_Short problem_:
Every line below is to be copied exactly, with the pictures left out.

_Dataset excerpts on object pointing_:
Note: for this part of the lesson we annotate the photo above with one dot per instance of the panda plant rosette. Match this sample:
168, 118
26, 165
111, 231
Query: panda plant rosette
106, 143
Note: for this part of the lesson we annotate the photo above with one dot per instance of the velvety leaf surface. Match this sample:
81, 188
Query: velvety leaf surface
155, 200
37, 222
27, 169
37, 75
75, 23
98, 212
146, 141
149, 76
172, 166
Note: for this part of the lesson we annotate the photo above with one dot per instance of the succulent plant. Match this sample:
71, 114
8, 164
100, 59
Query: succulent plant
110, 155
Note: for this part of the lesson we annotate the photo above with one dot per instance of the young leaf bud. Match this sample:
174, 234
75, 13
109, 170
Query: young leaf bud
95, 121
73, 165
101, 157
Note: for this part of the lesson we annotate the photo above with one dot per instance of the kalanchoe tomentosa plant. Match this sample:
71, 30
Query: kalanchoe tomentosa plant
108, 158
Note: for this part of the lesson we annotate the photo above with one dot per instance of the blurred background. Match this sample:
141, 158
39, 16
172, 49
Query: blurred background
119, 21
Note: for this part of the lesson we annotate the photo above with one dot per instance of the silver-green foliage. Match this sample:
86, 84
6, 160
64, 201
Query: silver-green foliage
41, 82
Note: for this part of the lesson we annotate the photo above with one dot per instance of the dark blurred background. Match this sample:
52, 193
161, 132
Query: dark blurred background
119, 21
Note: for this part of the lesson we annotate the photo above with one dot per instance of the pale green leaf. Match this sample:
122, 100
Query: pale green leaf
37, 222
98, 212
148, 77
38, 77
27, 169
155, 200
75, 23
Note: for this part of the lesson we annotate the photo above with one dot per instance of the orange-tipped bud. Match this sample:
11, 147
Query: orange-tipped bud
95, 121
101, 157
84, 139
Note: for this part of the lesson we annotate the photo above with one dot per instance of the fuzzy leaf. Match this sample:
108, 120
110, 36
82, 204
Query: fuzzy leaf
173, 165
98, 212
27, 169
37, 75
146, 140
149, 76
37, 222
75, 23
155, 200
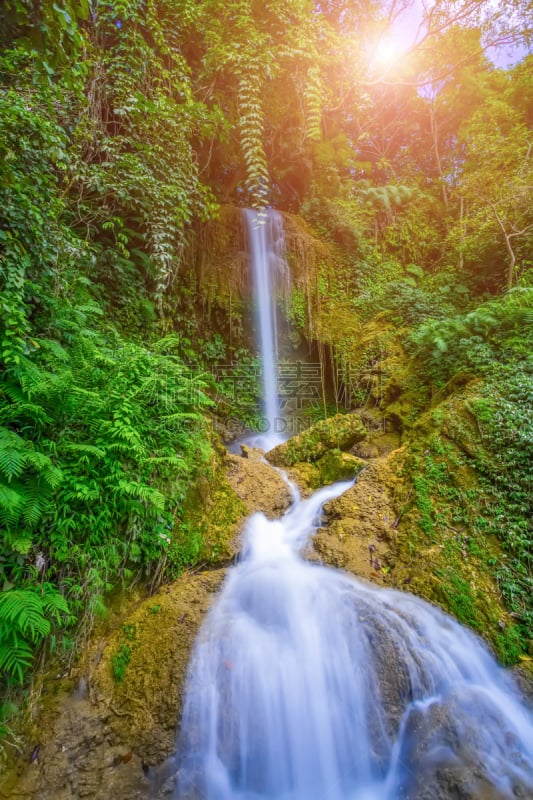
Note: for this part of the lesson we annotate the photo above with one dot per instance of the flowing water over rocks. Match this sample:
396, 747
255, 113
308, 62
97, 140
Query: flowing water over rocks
307, 684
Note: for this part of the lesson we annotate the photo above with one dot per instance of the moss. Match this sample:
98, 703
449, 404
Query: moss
338, 466
339, 432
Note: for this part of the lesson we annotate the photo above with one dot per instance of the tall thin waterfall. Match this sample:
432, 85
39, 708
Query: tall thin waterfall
307, 684
265, 234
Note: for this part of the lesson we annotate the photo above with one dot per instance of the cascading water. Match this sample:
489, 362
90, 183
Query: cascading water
265, 234
307, 684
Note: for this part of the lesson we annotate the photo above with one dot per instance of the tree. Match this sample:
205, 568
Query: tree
497, 177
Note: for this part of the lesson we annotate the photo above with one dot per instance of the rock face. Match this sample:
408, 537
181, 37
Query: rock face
361, 523
441, 751
107, 737
339, 432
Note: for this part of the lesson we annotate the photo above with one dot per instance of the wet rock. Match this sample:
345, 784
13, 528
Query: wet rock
364, 517
459, 748
339, 432
258, 484
103, 744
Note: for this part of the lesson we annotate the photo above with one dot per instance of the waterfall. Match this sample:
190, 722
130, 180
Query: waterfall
308, 684
265, 234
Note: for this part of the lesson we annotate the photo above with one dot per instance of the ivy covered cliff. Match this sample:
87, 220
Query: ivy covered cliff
131, 135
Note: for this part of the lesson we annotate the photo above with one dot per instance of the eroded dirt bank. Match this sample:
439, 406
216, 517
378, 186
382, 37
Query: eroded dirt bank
108, 728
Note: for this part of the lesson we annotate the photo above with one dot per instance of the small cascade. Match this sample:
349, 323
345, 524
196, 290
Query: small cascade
265, 234
308, 684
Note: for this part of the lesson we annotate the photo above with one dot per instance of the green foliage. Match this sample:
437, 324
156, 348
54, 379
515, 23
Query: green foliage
505, 415
27, 618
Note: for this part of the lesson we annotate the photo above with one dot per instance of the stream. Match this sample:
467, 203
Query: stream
308, 684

_Output of the exercise_:
Note: for this part of the lesson we annotate the photo above with one dot per instance of the panda plant rosette. Match this sample:
168, 118
26, 165
111, 231
Query: panda plant rosette
106, 143
Note: for this part of the lesson we annotate the photo above with one dot per instance of the velvety leaf surface. Match this sample:
81, 188
Query: velvety leaf surface
155, 200
37, 222
27, 169
37, 75
75, 23
98, 212
146, 141
149, 76
172, 166
Note: for this part of the lesson we annotate the photo above with one dot per instance of the succulent plant. Match this sample:
71, 114
8, 164
100, 59
Query: succulent plant
110, 155
Note: for this part of the lesson we annotate the photo above with one dot per instance of the young leaf bud. Match this sample:
174, 234
75, 13
109, 170
Query: young leaf bud
95, 121
73, 165
101, 157
Note: for this part of the lesson we annotate the photo above with one dot per instance of the kalanchoe tomentosa plant. Match this sample:
71, 30
Query: kalanchoe tomentosa plant
108, 158
Note: for this part of the lesson we annotate the photo above with one dot per instance of the blurred background. Match this sample:
141, 158
39, 16
172, 49
Query: blurred background
119, 21
Note: for this part of the lesson we annotate the photo above with one dot per instance of the silver-green foliage. Match this sample:
86, 84
6, 160
64, 201
Query: silver-green foliage
41, 82
Note: for this part of the lesson we annotate the photo above with one dot per instance of the dark blurred background. Match this sample:
52, 193
161, 132
Query: dark blurred background
119, 21
Note: for this part of the lesson we annotate the photo above with one dot per instance of the pale green leaf. Match this sample:
122, 100
Query: pale green leaf
37, 222
98, 212
148, 77
38, 77
27, 169
155, 200
75, 23
Note: for this part of the lesson we annotate the photo above with one dot per instance of the orange-tipped bud. Match this sample:
11, 147
Query: orange-tipped bud
95, 121
101, 157
84, 139
Note: for this part of the lesson we annotate the photo above with one dot per instance of the fuzzy leaf. Match this sample:
108, 120
110, 36
82, 204
Query: fuzzy leaf
173, 165
98, 212
27, 169
37, 75
146, 140
149, 76
37, 222
75, 23
155, 200
Note: for this part of the lesson we annotate the photo above with one dot per instance of the flowing water over rocks. Match this sample:
396, 747
255, 113
308, 62
97, 140
Query: flowing water over rocks
307, 684
Note: for this part of the lesson we annotate the photo above with one dot per instance of the moss. Match this sample:
98, 703
449, 404
Query: moss
338, 466
339, 432
Note: for this part of the lesson we annotate the photo above with one dot per instance of the tall thin waterfall. Match this sample:
432, 85
39, 708
Query: tall thin waterfall
307, 684
265, 234
Note: for this part of the lesson we annotate the photo above with one dot per instance of the cascading water. Match this sample:
489, 362
90, 183
Query: cascading water
265, 234
307, 684
Note: for this part of the lesson we annotate the photo above with one dot per instance of the tree. Match this sample:
205, 568
Query: tree
497, 177
Note: for this part of the lesson we annotate the photo above with one dot per instance of the rock face. Match this sample:
408, 537
181, 37
Query: rock face
361, 523
441, 751
107, 737
339, 432
Note: for this part of the lesson we annotate the photo above with one dot per instance of the wet rock. Match this sample:
345, 784
13, 528
Query: wet rock
364, 517
459, 748
339, 432
258, 484
103, 744
Note: for this part of the lesson we annotate the photo above with one dot per instance of the waterfall. Match this sample:
190, 722
130, 180
Query: waterfall
308, 684
265, 234
Note: for this part of the lesson we annotate the photo above with one dot per instance of the ivy covered cliff. Match this sample:
87, 220
Query: ivy covered cliff
131, 135
Note: for this part of the lesson we annotate the photo above with one dot per instance of the eroded dirt bank. Match this sample:
439, 406
216, 517
378, 186
382, 37
Query: eroded dirt bank
108, 728
Note: for this part of the lesson we annotate the photo above with one dot per instance of the small cascade. Match this sample:
349, 323
345, 524
196, 290
Query: small cascade
265, 234
308, 684
Note: for this part of the lesson we annotate the photo above with one dot per instance of the green foliage. Match this sample:
437, 324
156, 348
54, 379
515, 23
Query: green foliage
505, 415
27, 618
Note: for this part of the lesson we annotate the photo above with one dot per instance of the stream. Match this sample:
467, 203
Query: stream
308, 684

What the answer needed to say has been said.